Written instruction: Take the line that contains "Each instance of the maroon hijab" and all lines after it, up to and including the last line of the data, and write them out exactly; nothing else belongs in the answer.
==*==
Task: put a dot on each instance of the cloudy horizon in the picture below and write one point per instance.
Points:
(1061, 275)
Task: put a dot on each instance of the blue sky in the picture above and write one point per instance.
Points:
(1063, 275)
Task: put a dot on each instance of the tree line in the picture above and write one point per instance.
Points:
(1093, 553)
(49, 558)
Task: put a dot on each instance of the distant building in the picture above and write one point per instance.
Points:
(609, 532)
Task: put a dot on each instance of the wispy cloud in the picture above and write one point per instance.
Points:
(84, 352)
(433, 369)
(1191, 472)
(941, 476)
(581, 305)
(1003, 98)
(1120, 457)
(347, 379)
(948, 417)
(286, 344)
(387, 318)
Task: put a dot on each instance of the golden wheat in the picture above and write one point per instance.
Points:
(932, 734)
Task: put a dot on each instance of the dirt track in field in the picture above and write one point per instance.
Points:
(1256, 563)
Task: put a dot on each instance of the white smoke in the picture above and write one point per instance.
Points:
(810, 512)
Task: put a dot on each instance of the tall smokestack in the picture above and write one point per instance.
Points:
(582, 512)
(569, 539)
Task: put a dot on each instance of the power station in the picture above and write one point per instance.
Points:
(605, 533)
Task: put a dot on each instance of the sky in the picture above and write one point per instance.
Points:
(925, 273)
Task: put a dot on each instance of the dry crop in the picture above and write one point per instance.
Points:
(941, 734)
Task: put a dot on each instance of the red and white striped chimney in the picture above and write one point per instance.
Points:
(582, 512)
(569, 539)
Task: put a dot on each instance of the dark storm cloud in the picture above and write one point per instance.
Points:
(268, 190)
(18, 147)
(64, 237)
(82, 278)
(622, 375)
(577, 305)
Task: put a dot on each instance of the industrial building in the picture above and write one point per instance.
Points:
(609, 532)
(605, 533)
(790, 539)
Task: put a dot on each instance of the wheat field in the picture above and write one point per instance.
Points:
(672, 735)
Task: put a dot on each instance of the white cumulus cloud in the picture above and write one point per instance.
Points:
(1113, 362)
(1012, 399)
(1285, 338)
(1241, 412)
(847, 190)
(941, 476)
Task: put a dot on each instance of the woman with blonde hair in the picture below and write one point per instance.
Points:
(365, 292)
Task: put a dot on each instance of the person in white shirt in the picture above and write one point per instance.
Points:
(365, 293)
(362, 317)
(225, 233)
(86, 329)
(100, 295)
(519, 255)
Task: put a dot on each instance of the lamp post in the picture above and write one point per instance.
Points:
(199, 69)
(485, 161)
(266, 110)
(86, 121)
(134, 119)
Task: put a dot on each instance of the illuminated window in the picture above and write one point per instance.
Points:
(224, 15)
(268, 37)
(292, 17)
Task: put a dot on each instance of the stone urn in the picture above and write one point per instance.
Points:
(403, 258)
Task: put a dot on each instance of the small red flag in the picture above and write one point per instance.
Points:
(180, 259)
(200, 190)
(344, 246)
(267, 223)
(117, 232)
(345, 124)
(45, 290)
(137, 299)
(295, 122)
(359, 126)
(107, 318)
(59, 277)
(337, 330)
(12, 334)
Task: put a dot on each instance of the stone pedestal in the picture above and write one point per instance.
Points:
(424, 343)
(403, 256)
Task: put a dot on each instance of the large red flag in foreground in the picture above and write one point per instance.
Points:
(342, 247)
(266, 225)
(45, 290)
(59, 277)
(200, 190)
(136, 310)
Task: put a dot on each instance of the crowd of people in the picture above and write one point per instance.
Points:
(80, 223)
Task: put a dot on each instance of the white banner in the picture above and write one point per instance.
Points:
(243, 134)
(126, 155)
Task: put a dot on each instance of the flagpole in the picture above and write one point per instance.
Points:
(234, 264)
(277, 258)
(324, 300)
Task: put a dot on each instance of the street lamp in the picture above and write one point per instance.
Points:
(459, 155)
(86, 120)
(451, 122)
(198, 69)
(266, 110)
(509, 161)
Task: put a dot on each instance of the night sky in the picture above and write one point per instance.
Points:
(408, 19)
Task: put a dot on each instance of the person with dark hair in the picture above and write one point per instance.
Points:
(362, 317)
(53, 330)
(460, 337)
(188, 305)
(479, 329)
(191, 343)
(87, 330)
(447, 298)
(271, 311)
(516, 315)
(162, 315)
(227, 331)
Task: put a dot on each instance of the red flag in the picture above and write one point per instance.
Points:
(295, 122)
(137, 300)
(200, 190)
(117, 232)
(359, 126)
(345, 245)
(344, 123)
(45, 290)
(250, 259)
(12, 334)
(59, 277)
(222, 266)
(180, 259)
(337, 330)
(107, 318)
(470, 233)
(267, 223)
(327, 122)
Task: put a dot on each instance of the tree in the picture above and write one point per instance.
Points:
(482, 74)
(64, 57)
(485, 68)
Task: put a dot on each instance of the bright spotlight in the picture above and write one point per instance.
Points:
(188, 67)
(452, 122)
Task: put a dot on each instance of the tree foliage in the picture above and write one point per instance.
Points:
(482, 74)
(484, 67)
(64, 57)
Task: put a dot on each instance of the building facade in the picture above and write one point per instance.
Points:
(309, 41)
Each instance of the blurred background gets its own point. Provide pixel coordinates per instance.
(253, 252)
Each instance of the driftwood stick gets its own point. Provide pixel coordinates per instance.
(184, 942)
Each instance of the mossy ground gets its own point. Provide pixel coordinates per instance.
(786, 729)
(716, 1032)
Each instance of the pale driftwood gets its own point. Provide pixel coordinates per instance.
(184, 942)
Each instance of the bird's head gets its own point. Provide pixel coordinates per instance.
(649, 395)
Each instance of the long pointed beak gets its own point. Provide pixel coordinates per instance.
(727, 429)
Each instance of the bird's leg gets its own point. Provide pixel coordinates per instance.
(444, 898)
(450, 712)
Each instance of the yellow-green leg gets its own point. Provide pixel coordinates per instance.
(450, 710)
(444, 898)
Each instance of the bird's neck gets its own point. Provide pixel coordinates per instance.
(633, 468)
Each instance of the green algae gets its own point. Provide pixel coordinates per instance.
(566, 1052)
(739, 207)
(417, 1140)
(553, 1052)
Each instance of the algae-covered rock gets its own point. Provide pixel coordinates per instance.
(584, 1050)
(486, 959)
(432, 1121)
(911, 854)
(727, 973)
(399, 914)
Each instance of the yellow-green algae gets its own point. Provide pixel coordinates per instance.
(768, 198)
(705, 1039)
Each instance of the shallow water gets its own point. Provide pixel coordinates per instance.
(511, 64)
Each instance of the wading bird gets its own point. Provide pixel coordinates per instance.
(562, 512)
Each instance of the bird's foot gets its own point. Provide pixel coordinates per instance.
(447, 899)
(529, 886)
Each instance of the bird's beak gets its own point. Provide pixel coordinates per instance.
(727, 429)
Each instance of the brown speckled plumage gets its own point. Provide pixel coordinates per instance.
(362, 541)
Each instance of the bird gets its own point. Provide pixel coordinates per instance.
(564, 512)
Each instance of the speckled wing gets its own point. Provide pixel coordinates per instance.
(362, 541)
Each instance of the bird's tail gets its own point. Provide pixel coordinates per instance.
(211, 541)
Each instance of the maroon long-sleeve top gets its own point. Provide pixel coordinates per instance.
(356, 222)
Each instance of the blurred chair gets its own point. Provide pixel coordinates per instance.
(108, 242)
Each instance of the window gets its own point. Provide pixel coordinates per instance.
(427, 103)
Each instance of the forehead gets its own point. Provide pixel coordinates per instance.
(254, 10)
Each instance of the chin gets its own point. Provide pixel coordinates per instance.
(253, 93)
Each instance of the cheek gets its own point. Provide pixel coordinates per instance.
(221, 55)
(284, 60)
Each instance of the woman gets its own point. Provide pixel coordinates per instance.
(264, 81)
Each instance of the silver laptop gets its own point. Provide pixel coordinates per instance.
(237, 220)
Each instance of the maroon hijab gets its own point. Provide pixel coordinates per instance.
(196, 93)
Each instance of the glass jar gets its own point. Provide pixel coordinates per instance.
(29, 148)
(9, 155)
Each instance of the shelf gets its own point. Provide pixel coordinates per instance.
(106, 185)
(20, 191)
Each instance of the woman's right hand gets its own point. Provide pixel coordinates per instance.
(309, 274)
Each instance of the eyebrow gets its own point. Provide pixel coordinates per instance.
==*==
Task result:
Each instance of the maroon hijab gets its own point. Provide pixel coordinates per instance.
(196, 93)
Each instance of the glass jar gets its own point. Provide pixel coordinates per instance.
(29, 148)
(9, 155)
Each instance of the shelf gets its own point. Provide pixel coordinates per instance.
(106, 185)
(20, 191)
Each instance of the woman's right hand gets its own point. Provide pixel coordinates per instance.
(309, 274)
Each instance of the eyebrow gets its own point. Provide pixel coordinates per instance.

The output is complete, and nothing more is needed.